### Objectif de l'exercice:
Pourriez-vous renvoyer tel quel, du premier au dernier mot, l'entretien ci-dessous sur la traduction d'un poème ?

### Texte extrait:
------

Catherine & Mireille : En anglais, rien n’indique si la narration est au féminin ou au masculin. En français, nous devons choisir. Dans votre esprit, s’agit-il d’un narrateur ou d’une narratrice ?
Robert Robbins : Le choix d’une narratrice me paraît bon. Comme vous l’avez observé pendant la joute, il n’y a aucune raison d’opter pour l’un ou l’autre si ce n’est en se basant sur le nom de l’auteur. C’est pourquoi le choix d’une narratrice peut susciter une lecture plus intéressante.
J’ai beaucoup aimé la manière dont vous vous êtes emparées d’éléments du poème pour créer ensemble une version formidable. Il s’agit à la fois d’une voix d’enfant et d’adulte, en surimpression, des rêveries pensives d’une narratrice alitée et d’une rêveuse sur un bateau arrivant à Zanzibar. Il ne me reste plus qu’à m’excuser de vous avoir tant angoissées en utilisant la même surimpression du présent et du passé.

------

### Données fournies:
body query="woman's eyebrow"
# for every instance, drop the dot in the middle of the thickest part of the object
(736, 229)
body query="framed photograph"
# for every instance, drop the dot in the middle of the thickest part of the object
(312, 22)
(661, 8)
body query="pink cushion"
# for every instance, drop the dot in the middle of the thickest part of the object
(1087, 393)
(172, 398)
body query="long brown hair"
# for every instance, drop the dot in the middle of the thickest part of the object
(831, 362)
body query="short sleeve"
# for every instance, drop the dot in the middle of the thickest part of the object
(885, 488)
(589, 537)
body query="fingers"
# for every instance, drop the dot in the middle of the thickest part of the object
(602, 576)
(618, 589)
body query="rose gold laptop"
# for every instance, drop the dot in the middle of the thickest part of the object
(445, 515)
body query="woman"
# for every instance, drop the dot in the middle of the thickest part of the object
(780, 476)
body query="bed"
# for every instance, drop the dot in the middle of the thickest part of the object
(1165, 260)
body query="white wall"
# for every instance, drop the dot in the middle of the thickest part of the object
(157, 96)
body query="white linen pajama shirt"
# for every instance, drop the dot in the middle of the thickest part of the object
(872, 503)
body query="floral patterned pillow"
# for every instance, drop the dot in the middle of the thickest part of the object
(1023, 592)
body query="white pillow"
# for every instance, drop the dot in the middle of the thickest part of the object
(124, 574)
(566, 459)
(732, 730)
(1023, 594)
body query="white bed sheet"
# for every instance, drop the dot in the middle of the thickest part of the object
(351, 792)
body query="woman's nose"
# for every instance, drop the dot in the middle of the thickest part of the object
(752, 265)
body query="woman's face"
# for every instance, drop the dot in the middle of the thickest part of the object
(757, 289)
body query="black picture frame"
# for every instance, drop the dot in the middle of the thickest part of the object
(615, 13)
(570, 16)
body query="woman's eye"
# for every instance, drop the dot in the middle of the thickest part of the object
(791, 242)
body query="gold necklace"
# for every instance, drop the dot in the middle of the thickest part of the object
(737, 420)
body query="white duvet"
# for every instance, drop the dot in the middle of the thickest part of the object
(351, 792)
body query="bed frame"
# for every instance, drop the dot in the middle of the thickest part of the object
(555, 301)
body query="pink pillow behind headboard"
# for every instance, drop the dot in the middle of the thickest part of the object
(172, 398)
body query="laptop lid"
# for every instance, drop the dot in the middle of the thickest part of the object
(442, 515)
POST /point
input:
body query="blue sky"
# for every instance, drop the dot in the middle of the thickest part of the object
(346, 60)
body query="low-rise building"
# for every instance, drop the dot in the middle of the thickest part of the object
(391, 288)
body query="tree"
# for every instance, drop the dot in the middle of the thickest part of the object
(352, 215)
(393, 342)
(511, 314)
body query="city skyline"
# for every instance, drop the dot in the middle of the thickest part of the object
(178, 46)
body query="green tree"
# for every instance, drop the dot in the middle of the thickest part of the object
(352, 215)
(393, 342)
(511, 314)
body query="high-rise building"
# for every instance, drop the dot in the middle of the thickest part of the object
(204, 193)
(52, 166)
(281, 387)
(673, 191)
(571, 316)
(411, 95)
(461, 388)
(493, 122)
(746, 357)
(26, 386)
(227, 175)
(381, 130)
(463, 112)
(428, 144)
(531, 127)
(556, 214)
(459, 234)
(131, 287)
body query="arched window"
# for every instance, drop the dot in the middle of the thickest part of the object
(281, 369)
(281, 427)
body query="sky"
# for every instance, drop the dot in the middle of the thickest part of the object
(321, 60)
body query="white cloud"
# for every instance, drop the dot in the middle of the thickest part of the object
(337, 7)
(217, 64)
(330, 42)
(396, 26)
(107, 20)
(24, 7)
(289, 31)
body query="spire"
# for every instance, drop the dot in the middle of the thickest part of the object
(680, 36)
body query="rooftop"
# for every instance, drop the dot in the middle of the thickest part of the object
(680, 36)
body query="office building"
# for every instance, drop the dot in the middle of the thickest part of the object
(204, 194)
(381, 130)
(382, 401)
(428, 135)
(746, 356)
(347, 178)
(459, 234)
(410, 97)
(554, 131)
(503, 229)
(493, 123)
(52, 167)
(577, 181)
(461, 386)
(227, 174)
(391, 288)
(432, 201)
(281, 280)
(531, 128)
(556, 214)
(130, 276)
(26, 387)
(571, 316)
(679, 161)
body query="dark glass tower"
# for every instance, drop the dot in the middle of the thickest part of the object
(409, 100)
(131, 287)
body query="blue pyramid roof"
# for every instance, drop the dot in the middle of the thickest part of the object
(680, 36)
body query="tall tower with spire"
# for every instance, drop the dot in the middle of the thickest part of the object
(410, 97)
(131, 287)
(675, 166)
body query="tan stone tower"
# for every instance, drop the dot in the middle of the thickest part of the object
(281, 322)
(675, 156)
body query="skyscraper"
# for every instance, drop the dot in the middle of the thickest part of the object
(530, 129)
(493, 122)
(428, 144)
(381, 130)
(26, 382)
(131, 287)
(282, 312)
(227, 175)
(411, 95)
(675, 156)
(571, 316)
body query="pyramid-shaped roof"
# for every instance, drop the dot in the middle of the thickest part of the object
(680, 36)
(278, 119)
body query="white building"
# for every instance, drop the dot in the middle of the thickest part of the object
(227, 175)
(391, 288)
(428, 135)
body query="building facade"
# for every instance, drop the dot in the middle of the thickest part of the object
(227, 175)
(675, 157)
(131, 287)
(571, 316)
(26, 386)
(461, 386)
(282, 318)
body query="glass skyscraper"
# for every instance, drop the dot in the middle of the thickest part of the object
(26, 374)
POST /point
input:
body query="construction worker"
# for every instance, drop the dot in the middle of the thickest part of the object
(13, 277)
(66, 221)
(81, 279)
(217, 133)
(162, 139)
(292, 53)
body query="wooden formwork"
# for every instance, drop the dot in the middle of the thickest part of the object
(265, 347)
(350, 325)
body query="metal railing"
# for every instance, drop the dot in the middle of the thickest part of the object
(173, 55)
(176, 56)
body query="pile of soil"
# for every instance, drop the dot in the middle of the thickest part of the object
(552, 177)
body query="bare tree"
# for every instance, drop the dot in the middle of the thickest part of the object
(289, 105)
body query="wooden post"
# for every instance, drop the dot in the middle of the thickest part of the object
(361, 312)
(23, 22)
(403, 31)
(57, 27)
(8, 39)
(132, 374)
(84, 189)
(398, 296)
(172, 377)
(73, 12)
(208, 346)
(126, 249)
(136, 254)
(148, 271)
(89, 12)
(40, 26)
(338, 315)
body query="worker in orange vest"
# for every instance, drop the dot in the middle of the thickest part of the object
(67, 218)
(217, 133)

------

### Résultat de l'exercice:
Catherine & Mireille : En anglais, rien n’indique si la narration est au féminin ou au masculin. En français, nous devons choisir. Dans votre esprit, s’agit-il d’un narrateur ou d’une narratrice ?
Robert Robbins : Le choix d’une narratrice me paraît bon. Comme vous l’avez observé pendant la joute, il n’y a aucune raison d’opter pour l’un ou l’autre si ce n’est en se basant sur le nom de l’auteur. C’est pourquoi le choix d’une narratrice peut susciter une lecture plus intéressante.
J’ai beaucoup aimé la manière dont vous vous êtes emparées d’éléments du poème pour créer ensemble une version formidable. Il s’agit à la fois d’une voix d’enfant et d’adulte, en surimpression, des rêveries pensives d’une narratrice alitée et d’une rêveuse sur un bateau arrivant à Zanzibar. Il ne me reste plus qu’à m’excuser de vous avoir tant angoissées en utilisant la même surimpression du présent et du passé.